What is Worship?

My grandfather, Gordon Donaldson, is a man who is thoroughly in love with his Savior, Jesus Christ. By God’s grace he has served the Lord for much of his life and meditates often on the truths found in scripture on who God is, what He has done and is doing, and the believer’s response. The following is a meditation on personal worship of God that my grandfather sent me recently. I was so encouraged by these thoughts that I asked him if he would mind if I shared them here with you. I hope that you are as encouraged, convicted and spurred on to know the gospel of Jesus Christ in your personal worship as I am.

—Mike Jones


In the morning I take time for worship and prayer. I go through routines that I have used countless times, and say words that have been repeated endlessly. I read familiar Scripture portions according to plan. I pray for persons in my life, and subjects that seem to be important and/or pressing at the moment—things marital, national, rela-tional, physical, financial, material, spiritual—things relating to my family, friends, neighbors, church, missionaries, mission fields, governments, current events, impending needs, special persons.

Recently, while thus engaged, I asked, “Is any of what I am doing true worship? In what sense? What am I doing that is not merely presenting God with the needs that come to mind and the persons around me? (Seems so self-centered—and so it is!)

Is anything that I am saying here distinct from me and my needs and my family and my church and my heart’s desires? Where is the worship? Where is the centrality of GOD HIMSELF in what I do?”

Worship is adoration, veneration, contemplation, reverence, praise, blessing, exaltation—the heart so occupied with God. Where are these in my “worship”?

When I am home alone, what is worship? When I begin my day, what is worship? When I face trauma or loss, what is worship? When things go especially well, what is worship? God’s worthiness of my worship has not changed, and never will. And it rises above need on my part. A number of things come to mind, as I consider those prior questions:

I conclude that true worship (whether in a church congregation, or alone in my home) must be Christ-centered, Christ-focused, involved with God, as is Jesus Christ.

The “contemplation” aspect of worship is that which must move me away from self, and onto the person of Christ.

(We run the race)…”fixing our eyes on Jesus, the author and
perfecter of faith, who for the joy set before Him endured the cross,
despising the shame, and has sat down at the right hand of the throne
of God. For consider Him who has endured such hostility by sinners
against Himself…” Hebrews 12:2-3

“Fixing our eyes on Jesus”…and…“Considering Him”—stand as the two gate pillars of personal worship. One its decision; the other its occupation.

What does this exhortation show? First, the words “cross,” “shame,” and “hostility” show me myself.

════════════════

§ **Given task 1**
From the worship meditation, repeat the passage starting at "In the morning" and ending at "self-centered—and so it is!)", word for word.

Excerpts of bounding box data
════════════════

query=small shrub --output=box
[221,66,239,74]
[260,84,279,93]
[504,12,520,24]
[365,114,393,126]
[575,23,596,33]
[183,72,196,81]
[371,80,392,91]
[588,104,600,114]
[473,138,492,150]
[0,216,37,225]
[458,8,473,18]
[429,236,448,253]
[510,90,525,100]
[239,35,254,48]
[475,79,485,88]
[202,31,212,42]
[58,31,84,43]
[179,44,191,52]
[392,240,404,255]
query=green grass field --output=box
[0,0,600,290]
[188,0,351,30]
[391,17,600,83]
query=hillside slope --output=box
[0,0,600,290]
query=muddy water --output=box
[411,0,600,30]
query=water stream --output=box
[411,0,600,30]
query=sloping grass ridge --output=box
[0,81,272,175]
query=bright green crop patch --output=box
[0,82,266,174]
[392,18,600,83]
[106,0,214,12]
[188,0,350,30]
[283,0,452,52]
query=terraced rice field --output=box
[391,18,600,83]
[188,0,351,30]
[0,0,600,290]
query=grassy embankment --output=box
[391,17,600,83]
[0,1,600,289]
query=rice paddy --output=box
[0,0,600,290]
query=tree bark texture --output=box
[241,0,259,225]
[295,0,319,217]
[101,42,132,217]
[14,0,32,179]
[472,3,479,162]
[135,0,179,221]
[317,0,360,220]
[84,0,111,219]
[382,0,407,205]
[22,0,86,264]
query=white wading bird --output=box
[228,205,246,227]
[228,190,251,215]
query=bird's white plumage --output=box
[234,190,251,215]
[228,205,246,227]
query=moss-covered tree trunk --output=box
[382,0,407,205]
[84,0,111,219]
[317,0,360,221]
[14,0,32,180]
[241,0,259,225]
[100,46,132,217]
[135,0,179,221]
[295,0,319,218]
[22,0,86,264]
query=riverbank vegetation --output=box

════════════════

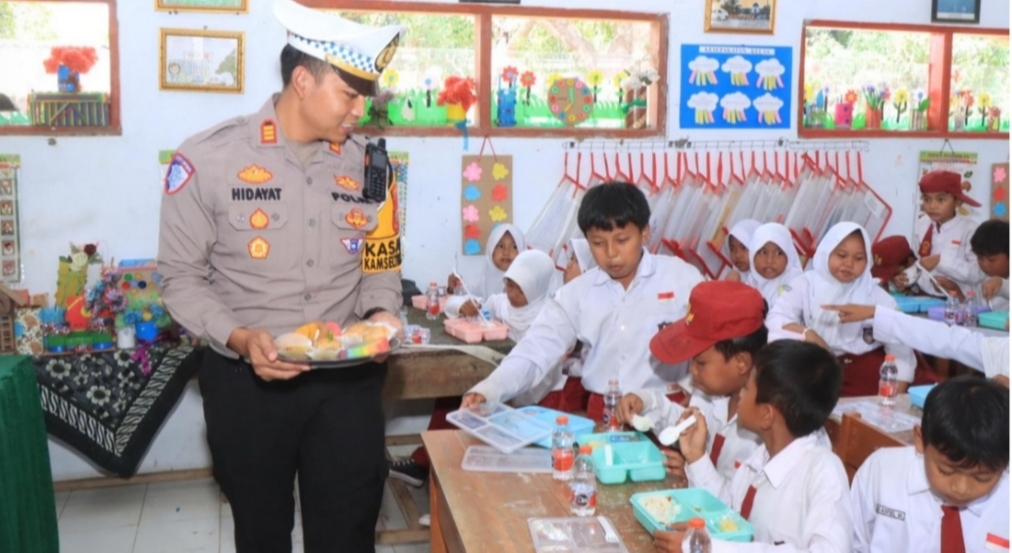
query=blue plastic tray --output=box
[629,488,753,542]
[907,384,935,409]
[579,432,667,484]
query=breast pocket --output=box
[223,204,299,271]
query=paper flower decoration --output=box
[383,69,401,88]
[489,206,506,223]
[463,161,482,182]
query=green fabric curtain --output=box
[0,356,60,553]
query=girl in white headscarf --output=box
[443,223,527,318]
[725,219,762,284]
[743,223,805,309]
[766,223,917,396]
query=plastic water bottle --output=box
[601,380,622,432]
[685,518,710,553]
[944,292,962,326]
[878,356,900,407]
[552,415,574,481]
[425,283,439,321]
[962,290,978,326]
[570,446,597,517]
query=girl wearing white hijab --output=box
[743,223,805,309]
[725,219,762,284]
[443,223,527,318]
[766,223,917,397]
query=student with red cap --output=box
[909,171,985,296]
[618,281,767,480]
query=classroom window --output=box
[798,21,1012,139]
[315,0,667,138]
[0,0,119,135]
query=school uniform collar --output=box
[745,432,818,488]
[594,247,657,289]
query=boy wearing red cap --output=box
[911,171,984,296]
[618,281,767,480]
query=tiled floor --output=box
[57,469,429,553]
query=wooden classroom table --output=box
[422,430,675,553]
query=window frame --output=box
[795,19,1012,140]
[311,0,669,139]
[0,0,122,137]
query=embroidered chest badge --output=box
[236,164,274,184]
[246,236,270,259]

════════════════

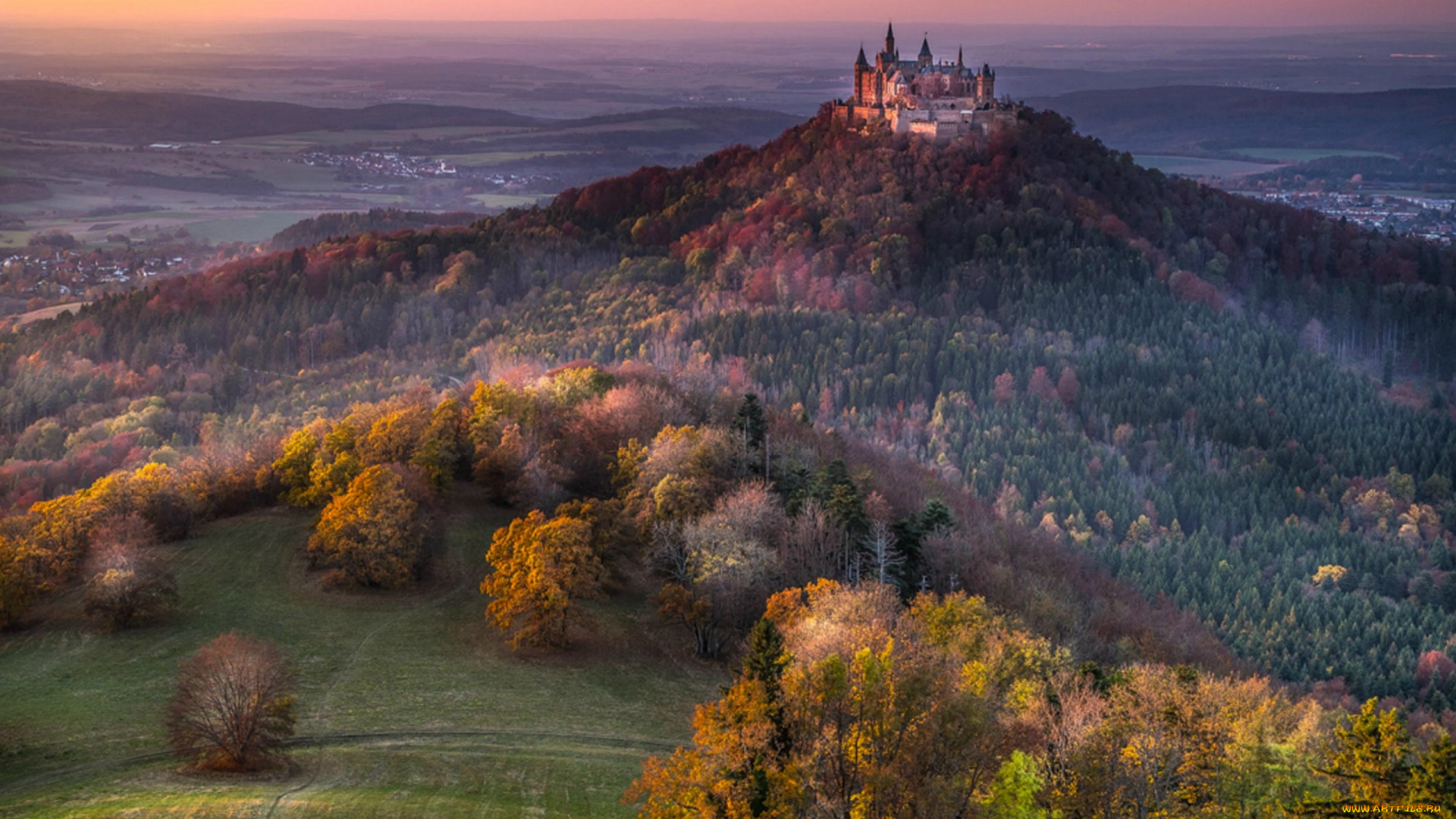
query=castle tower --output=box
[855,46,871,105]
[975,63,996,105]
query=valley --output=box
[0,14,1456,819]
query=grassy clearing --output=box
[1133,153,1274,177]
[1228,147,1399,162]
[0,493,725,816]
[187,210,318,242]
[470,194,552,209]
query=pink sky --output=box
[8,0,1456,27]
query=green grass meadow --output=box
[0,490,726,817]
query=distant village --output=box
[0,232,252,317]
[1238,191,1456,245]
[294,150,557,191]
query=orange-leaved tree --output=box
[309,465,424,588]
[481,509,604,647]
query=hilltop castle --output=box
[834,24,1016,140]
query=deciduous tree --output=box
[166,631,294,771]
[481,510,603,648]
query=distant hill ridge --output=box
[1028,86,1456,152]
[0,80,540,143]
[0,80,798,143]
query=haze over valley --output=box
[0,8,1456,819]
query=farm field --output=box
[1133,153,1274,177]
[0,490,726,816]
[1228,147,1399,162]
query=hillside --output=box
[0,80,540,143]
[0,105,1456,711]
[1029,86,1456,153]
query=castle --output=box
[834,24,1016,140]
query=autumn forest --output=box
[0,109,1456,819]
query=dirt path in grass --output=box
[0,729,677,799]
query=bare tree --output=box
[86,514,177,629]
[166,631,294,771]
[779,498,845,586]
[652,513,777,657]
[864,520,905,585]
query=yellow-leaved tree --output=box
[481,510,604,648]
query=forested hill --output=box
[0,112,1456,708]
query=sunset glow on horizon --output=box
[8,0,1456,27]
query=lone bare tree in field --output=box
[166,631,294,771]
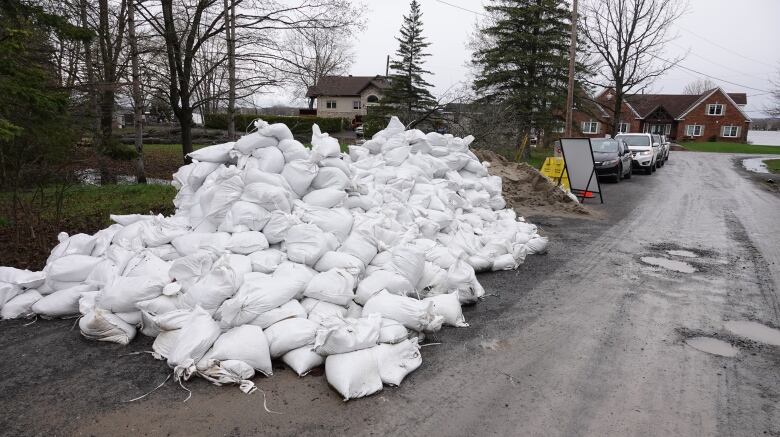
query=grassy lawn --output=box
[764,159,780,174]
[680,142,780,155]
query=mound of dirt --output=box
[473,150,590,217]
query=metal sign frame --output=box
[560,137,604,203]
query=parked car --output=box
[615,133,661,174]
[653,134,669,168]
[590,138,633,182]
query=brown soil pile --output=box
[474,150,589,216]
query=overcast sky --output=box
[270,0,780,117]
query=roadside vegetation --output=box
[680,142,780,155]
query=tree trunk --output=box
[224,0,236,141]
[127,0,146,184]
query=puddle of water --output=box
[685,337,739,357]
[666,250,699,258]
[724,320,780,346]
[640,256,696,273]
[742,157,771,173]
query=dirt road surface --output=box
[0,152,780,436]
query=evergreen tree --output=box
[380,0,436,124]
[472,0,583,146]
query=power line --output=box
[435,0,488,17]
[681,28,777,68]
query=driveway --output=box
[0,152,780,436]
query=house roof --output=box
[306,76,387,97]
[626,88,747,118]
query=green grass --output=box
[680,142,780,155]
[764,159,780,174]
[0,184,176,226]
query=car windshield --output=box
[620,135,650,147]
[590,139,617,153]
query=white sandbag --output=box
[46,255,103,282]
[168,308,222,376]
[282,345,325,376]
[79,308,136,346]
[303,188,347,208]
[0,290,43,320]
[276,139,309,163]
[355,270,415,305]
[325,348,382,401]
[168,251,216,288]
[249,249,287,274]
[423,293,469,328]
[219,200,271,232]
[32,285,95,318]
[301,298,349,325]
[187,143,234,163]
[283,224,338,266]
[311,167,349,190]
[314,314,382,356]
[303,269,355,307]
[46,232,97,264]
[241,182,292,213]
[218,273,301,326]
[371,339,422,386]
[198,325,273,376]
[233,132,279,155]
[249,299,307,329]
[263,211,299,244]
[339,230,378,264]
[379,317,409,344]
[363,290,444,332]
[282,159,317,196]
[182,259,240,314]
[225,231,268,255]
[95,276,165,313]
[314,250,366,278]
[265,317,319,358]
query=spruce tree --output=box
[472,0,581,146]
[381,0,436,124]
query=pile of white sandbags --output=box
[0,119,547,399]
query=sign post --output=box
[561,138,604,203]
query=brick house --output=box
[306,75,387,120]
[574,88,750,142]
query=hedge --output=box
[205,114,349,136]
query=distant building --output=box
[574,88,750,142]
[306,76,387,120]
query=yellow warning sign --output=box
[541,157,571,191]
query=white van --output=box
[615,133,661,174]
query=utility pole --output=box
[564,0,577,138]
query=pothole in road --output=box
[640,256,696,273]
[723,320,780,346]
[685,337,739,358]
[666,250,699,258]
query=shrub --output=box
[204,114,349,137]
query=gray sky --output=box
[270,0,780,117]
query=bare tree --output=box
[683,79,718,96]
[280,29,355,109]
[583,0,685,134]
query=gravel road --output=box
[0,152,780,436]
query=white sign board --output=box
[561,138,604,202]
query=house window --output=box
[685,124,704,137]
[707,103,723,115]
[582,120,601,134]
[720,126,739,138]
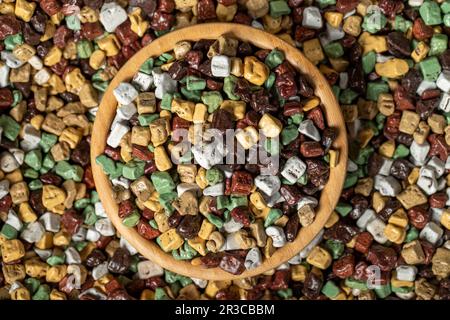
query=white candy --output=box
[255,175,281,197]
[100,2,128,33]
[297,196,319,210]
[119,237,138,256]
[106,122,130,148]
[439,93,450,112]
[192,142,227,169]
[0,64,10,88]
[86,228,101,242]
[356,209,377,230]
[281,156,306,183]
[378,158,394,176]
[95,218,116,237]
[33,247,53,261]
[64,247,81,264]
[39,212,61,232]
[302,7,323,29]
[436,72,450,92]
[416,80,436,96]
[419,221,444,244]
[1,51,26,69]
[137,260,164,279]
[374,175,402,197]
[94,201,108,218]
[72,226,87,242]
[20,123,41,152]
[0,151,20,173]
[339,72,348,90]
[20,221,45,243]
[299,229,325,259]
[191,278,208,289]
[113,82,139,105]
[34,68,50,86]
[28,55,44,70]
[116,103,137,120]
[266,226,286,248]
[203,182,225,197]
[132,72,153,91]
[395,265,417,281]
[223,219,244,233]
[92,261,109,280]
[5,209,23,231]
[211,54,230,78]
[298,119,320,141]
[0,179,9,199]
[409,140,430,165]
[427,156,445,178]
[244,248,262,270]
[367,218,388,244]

════════════════

§ **Given task 2**
In the entries, rewrite the lines starting at the line that contains "query=autumn forest --output=box" and ending at the line that contains "[590,139,617,153]", replacing "car" with "vehicle" and keeping everything else unchanged. Give only those lines, and leave the pictures out.

§ **Worked solution 1**
In the morning I take time for worship and prayer. I go through routines that I have used countless times, and say words that have been repeated endlessly. I read familiar Scripture portions according to plan. I pray for persons in my life, and subjects that seem to be important and/or pressing at the moment—things marital, national, rela-tional, physical, financial, material, spiritual—things relating to my family, friends, neighbors, church, missionaries, mission fields, governments, current events, impending needs, special persons.

Recently, while thus engaged, I asked, “Is any of what I am doing true worship? In what sense? What am I doing that is not merely presenting God with the needs that come to mind and the persons around me? (Seems so self-centered—and so it is!)

§ **Worked solution 2**
query=autumn forest --output=box
[0,109,1456,819]
query=dirt path in grass --output=box
[0,729,677,799]
query=bare tree --output=box
[86,514,177,629]
[166,631,294,771]
[779,498,845,586]
[652,513,777,657]
[864,520,905,585]
query=yellow-leaved tree --output=box
[481,510,604,648]
query=forested hill --output=box
[0,112,1456,708]
query=sunset glow on horizon --output=box
[8,0,1456,27]
query=lone bare tree in field --output=box
[166,631,294,771]
query=grassy lawn --output=box
[764,159,780,174]
[680,142,780,155]
query=mound of dirt --output=box
[473,150,590,217]
query=metal sign frame --output=box
[560,137,604,203]
query=parked vehicle --output=box
[615,133,661,174]
[653,134,669,168]
[590,138,633,182]
query=brown soil pile --output=box
[474,150,589,216]
query=overcast sky --output=box
[270,0,780,117]
query=roadside vegetation --output=box
[680,142,780,155]
query=tree trunk --output=box
[224,0,236,141]
[127,0,146,184]
query=puddle of water --output=box
[685,337,739,357]
[666,250,699,258]
[724,320,780,346]
[640,256,696,273]
[742,157,771,173]
query=dirt road surface --output=box
[0,152,780,436]
query=evergreen tree --output=box
[380,0,436,124]
[472,0,583,146]
query=power line --output=box
[435,0,488,17]
[681,28,777,68]
query=driveway --output=box
[0,152,780,436]
query=house roof --output=box
[306,76,387,97]
[626,88,747,118]
query=green grass --output=box
[680,142,780,155]
[764,159,780,174]
[0,184,176,226]
query=vehicle windshield --output=box
[620,135,650,147]
[590,139,617,153]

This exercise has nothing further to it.